- [EXERCISE GOAL]: The number needed is how many lines in these entries contain "query"; give it alone.

- [MATERIAL FOR THE TASK]:
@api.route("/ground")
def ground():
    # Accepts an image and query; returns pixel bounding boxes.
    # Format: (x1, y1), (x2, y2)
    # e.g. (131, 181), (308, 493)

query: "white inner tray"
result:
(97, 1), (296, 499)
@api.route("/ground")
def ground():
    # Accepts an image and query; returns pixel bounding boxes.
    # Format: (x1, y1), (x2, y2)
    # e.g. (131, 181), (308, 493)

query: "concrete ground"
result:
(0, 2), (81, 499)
==
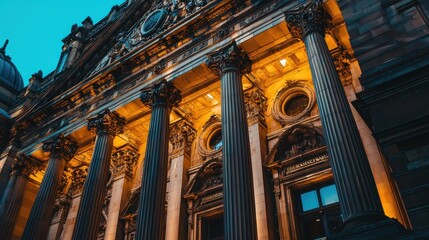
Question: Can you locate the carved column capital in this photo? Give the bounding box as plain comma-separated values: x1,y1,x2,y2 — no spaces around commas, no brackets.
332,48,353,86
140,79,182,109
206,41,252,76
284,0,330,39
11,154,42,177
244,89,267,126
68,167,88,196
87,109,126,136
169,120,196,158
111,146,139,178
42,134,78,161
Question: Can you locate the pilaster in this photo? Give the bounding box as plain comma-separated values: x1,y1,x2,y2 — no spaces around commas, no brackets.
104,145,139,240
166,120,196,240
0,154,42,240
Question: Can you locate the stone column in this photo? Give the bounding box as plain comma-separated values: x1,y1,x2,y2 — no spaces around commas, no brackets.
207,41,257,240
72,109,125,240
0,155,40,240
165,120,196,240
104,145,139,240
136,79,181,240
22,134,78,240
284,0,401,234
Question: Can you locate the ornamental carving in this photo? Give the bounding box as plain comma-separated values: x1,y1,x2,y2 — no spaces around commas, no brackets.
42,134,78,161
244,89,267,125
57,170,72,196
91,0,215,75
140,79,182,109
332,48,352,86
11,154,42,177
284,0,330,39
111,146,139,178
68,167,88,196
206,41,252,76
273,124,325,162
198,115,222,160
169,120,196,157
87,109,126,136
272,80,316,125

- [EXPECTED ANSWER]: 4